- **TEXT PROVIDED**:
University of Iowa students and alumni in the Campaign to Organize Graduate Students, or COGS, are celebrating 30 years since the union’s founding, while continuing to maneuver a changing bargaining landscape and advocate for improved graduate student employee conditions on campus.
The organization, which represents approximately 2,600 graduate students at the UI, started in 1996 after formally affiliating with its parent union, United Electrical, Radio, and Machine Workers of America.
Since 1996, COGS has established various contracts with the university to bargain for graduate student worker rights.
UI second-year student Anne Moore serves as the press and publicity chair for COGS, working on outreach through COGS’s social media. Moore first became a member in fall 2024. She said without COGS, the benefits of graduate student teaching or research would not exist.
“Without COGS, we would not have health care, we would not have as high pay as we have,” she said. “The university does not want to give us those things. They do that because of the union and advocacy work that we do on campus, but it’s also supported by the community as well.”
Moore has been in unions before coming to UI. She was a former member of the American Federation of State, County, and Municipal Employees, which fueled her passion for joining COGS.
Moore and other members of COGS have had multiple challenges over the past decade.
In 2017, the Iowa legislature amended Iowa Code Chapter 20 of “Public Employment Relations (Collective Bargaining),” the new provisions required unions to undergo recertification elections every two years before the expiration of their collective bargaining agreement.
It also put limits on union bargaining negotiations — any union that has less than 30 percent of public safety members, such as cops or firefighters, can only bargain for base wages. This excludes discussing health insurance, supplemental pay, or evaluation procedures.

- **AIM**:
In the COGS anniversary article, what reason does Anne Moore give for graduate students having health care and their current level of pay?

[Collection entries]

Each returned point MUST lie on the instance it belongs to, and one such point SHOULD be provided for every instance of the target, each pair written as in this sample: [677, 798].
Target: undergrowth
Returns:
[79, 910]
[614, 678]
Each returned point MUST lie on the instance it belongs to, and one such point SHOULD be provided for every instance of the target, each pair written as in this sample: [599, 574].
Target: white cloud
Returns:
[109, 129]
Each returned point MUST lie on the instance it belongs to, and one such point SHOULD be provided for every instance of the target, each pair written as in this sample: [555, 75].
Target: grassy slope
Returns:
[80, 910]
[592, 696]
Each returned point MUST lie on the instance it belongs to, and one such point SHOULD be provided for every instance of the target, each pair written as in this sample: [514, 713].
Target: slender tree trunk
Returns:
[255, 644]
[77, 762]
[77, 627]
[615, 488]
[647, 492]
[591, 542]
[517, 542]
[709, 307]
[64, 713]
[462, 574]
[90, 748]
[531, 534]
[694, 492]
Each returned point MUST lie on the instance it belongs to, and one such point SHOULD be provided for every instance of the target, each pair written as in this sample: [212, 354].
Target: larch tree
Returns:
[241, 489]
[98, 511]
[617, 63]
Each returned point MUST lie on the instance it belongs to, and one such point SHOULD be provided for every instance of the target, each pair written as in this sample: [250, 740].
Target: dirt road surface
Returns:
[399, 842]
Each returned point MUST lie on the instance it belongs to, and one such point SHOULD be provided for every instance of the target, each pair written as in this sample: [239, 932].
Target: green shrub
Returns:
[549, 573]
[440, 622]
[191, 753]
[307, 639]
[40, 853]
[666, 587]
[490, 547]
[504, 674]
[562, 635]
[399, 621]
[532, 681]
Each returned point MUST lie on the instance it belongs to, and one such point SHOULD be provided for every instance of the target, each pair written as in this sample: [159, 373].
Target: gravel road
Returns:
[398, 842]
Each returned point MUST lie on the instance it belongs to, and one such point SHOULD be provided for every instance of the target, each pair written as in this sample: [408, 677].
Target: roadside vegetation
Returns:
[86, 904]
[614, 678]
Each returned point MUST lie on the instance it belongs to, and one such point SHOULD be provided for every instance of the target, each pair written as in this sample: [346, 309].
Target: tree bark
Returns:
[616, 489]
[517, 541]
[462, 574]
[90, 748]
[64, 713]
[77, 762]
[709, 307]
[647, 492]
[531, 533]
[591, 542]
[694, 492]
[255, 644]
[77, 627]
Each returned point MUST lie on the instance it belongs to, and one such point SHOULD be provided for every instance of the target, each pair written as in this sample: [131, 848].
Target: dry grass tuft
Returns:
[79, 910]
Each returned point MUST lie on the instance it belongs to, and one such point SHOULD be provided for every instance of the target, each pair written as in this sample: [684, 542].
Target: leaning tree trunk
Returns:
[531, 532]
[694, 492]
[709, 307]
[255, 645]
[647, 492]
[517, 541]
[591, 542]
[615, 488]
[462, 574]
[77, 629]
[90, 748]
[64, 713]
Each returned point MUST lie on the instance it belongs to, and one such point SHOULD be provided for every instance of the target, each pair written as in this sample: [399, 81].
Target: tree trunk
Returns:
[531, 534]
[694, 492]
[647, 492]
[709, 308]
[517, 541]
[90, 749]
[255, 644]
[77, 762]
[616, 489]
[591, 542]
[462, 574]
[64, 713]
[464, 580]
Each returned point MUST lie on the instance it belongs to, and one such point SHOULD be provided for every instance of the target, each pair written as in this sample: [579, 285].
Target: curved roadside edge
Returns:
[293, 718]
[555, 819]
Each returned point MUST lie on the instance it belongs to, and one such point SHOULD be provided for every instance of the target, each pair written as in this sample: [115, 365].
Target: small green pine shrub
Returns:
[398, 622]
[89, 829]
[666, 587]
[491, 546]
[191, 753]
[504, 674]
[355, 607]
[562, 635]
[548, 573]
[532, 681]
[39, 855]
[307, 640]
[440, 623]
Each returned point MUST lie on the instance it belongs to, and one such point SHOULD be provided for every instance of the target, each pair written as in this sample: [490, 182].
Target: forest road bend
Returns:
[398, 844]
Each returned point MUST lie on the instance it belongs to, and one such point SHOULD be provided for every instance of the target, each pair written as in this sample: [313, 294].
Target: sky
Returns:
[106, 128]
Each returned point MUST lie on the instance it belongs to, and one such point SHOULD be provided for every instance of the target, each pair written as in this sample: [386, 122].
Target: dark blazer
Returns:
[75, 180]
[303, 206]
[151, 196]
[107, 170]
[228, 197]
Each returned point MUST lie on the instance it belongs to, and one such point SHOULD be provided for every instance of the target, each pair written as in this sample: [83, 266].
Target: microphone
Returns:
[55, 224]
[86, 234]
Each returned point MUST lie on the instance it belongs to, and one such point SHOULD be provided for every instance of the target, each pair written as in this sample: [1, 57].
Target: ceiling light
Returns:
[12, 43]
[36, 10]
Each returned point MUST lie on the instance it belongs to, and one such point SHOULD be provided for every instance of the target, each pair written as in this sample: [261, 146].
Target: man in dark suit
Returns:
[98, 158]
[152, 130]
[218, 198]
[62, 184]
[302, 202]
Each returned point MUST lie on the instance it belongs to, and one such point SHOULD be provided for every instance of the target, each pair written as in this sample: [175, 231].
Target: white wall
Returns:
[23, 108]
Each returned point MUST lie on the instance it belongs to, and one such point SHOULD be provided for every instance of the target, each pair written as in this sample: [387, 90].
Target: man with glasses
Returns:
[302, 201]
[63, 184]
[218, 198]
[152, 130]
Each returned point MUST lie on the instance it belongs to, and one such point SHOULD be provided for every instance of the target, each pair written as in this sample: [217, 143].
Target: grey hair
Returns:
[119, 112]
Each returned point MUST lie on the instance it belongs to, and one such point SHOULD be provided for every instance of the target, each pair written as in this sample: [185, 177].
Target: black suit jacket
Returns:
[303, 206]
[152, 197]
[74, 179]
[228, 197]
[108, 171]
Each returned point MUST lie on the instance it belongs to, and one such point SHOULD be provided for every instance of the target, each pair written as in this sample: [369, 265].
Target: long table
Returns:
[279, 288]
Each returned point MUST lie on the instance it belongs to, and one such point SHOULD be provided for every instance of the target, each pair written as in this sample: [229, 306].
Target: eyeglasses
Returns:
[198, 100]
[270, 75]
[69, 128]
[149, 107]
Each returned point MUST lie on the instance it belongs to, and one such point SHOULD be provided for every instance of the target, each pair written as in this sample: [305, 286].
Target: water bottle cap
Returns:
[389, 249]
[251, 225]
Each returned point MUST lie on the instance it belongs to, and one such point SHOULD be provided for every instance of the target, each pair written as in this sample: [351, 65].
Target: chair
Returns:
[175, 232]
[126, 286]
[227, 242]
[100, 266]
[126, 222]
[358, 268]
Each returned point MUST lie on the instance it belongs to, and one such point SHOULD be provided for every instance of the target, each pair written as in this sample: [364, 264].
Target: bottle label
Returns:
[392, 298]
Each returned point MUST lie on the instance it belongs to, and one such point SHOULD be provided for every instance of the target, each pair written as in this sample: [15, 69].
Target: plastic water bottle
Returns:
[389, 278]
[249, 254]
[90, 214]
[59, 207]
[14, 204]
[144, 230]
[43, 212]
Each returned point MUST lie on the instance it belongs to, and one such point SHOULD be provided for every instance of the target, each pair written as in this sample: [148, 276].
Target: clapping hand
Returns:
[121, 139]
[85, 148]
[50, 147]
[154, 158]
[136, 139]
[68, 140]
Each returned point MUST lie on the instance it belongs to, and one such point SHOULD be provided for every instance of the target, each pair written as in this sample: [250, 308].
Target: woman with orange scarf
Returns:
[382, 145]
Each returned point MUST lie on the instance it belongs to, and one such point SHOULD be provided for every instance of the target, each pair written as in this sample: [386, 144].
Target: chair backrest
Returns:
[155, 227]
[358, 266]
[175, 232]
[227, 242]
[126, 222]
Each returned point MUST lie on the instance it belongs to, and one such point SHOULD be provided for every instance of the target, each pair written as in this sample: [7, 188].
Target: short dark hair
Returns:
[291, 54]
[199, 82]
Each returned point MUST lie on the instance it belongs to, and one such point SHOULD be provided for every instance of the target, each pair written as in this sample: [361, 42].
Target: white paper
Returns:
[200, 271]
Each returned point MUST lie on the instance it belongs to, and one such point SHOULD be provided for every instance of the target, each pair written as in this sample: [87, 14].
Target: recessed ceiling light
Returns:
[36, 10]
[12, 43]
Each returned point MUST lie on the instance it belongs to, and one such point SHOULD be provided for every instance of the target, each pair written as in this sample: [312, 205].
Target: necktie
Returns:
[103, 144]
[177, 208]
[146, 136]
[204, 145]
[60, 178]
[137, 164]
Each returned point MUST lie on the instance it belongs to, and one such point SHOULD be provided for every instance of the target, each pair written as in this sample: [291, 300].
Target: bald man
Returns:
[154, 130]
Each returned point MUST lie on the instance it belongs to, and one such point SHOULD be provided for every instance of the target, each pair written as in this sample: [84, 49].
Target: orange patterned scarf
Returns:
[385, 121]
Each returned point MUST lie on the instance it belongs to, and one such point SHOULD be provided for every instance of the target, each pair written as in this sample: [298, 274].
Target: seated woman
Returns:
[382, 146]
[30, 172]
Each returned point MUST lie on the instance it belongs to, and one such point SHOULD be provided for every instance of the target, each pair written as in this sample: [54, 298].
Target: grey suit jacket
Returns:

- **SOLUTION**:
Moore says the university does not want to give graduate students those benefits and provides them only because of the union and the advocacy work COGS does on campus, work she notes is also supported by the community.